--- Start of Material for this task ---
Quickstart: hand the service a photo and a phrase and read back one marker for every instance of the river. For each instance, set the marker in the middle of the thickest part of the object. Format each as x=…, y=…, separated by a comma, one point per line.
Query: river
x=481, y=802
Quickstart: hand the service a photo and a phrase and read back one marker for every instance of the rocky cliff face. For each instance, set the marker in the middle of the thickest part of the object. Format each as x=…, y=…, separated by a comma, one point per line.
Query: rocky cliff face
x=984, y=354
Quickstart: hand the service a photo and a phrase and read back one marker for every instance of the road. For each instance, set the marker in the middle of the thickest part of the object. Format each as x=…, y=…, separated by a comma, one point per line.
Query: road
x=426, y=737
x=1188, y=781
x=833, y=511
--- End of Material for this task ---
--- Start of Material for this task ---
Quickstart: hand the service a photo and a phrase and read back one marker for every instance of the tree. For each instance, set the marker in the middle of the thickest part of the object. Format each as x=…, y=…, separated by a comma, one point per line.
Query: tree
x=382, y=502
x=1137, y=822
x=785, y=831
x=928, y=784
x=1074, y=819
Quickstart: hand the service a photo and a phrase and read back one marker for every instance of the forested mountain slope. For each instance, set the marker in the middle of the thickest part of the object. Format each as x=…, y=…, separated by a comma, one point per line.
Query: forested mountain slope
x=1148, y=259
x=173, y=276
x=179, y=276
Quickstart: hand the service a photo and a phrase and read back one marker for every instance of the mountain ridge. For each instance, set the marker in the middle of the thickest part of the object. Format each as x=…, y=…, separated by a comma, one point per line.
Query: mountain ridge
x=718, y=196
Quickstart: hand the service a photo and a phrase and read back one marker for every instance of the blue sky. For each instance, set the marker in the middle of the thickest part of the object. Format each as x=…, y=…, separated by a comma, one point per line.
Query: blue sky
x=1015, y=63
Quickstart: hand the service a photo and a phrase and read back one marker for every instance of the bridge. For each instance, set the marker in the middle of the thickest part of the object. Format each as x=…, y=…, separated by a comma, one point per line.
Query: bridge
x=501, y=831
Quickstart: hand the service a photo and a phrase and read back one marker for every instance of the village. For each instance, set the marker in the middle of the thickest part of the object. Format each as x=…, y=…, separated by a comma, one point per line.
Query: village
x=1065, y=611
--- End of Material for this task ---
--- Start of Material for this task ---
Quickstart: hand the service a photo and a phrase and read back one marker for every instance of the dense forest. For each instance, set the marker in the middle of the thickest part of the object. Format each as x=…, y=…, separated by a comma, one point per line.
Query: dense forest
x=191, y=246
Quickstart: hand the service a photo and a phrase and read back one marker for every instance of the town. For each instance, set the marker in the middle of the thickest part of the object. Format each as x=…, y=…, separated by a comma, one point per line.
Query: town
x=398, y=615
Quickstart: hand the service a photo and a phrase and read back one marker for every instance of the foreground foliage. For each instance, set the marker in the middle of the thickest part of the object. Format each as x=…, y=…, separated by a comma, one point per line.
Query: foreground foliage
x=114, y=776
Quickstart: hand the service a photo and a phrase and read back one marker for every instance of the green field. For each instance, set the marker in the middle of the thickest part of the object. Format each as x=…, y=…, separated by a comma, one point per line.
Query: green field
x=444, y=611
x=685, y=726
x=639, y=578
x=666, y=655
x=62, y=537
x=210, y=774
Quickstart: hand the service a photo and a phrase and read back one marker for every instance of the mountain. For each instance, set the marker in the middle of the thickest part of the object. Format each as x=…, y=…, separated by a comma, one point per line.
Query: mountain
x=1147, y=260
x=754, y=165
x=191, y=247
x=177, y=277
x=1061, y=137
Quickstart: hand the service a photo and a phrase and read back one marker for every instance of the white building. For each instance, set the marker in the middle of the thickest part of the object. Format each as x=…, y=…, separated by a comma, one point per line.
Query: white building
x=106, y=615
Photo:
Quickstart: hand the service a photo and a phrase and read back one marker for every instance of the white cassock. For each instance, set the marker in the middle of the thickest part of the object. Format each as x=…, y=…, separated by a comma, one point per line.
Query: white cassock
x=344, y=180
--- End of Material for this task ---
Problem statement:
Format the records from the line containing "of the village." through the line containing "x=1065, y=611" as a JSON list of strings, with one string for each line and any blank lines omitted.

Answer to the exercise:
[
  "Quickstart: hand the service a photo and a phrase and read back one marker for every instance of the village. For each instance, set the marker in the middle of the thickest part of the object. Format each as x=…, y=…, separated by a comma, one point per line.",
  "Query: village",
  "x=1065, y=611"
]